▶ What you will do:
Copy word for word the stretch of lines from the one containing "Exercise. Mark every instance of the distant" through the one containing "pixel 541 429", both included.

▶ Provided entries:
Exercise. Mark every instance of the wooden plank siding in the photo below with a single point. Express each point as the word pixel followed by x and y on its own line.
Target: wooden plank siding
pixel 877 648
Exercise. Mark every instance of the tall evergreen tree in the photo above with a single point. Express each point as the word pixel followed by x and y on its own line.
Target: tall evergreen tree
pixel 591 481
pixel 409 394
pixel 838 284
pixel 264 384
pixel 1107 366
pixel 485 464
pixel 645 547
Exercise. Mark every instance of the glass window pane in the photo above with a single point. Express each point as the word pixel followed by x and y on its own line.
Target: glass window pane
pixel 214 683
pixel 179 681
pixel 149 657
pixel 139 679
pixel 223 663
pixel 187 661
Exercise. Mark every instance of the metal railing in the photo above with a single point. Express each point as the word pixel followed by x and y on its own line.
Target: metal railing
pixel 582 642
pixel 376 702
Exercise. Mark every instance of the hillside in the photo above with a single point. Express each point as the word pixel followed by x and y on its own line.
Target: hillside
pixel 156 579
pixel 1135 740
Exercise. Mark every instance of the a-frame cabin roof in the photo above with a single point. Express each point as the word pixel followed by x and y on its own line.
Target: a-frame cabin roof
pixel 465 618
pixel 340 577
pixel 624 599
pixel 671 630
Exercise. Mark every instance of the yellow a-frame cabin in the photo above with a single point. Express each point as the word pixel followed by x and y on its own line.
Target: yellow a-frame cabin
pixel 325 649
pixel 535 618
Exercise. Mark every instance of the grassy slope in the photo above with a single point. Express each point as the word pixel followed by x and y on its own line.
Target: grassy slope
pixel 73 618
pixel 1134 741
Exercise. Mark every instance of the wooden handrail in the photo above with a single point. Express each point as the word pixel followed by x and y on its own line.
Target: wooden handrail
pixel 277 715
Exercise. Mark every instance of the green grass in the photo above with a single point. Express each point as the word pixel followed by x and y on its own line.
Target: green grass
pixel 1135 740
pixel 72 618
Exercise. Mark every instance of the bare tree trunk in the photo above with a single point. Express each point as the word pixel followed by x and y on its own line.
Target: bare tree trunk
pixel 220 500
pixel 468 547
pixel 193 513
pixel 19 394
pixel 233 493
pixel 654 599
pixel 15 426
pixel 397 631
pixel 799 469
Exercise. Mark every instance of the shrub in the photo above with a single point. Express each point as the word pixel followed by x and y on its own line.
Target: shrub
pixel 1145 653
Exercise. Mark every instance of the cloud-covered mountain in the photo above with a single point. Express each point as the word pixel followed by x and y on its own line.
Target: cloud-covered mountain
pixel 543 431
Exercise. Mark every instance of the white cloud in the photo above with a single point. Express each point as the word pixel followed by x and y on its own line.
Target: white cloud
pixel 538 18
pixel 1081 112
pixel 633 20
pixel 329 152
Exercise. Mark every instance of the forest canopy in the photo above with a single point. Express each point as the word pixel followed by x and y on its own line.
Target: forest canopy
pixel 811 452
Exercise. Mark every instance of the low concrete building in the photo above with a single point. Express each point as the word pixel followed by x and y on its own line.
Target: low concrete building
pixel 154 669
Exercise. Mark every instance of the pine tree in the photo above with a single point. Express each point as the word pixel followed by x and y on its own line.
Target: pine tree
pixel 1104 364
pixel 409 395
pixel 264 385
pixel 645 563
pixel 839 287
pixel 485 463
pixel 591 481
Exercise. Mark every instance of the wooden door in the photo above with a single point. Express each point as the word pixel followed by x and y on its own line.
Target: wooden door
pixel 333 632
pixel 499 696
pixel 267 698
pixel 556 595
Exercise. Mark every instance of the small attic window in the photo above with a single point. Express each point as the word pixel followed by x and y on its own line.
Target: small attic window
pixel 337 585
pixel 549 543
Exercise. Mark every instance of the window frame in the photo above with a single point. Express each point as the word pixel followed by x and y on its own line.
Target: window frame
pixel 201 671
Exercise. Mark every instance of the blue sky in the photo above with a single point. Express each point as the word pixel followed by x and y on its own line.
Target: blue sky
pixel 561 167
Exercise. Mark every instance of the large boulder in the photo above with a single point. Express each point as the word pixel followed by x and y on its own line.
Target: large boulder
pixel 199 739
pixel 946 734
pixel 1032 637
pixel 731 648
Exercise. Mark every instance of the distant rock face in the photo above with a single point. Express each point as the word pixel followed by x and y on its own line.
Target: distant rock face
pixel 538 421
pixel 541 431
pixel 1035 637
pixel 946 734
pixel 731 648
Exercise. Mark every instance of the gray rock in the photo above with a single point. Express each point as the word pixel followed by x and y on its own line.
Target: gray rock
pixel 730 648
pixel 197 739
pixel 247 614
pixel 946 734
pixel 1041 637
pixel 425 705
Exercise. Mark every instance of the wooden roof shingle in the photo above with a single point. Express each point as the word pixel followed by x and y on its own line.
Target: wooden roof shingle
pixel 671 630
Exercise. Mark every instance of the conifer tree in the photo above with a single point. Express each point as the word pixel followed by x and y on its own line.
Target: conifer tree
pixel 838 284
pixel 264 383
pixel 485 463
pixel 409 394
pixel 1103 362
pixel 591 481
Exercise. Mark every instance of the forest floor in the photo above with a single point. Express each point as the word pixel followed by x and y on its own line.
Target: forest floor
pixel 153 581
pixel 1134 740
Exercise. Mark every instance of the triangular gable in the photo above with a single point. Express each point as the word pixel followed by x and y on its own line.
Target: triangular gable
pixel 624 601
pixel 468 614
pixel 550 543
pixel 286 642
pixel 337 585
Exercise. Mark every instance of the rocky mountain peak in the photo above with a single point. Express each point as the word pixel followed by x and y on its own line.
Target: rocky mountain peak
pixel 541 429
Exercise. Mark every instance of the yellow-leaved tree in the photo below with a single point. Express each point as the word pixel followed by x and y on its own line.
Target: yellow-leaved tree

▶ Exercise solution:
Exercise. Mark every instance of the distant rock face in the photo above with a single point. Express each point as the word pixel followed by x and y on its own line.
Target: distant rock face
pixel 538 421
pixel 541 431
pixel 1035 637
pixel 946 734
pixel 731 648
Exercise. Mark every instance of the gray rock in the photo above with a single point. Express each point as the word pixel followed by x and y on its own line.
Target: gray rock
pixel 730 648
pixel 197 739
pixel 247 614
pixel 946 734
pixel 1041 637
pixel 425 705
Exercise. Mark every instance of the wooden roof shingle in the photo above with a single point. Express each point as the word pixel followed by x and y on its own line.
Target: wooden roof shingle
pixel 671 630
Exercise. Mark every instance of the conifer tree in the photo above with a single point. Express each point as the word pixel followed by x and y on its own line.
Target: conifer tree
pixel 838 284
pixel 264 383
pixel 485 463
pixel 409 394
pixel 1103 362
pixel 591 481
Exercise. Mark every instance of the forest floor in the photo above with a single point. Express each point as the word pixel followed by x and y on its own line.
Target: forest floor
pixel 153 581
pixel 1134 740
Exercise. Mark every instance of the triangular gable in the photo above with a single point. Express each point as the word pixel followed by x and y on its own line.
Target: triangular gable
pixel 624 601
pixel 468 614
pixel 550 543
pixel 286 642
pixel 337 585
Exercise. Mark every instance of the rocky mountain peak in the photo above with a single point. Express each point as the word pixel followed by x and y on its own line.
Target: rocky mountain peak
pixel 541 429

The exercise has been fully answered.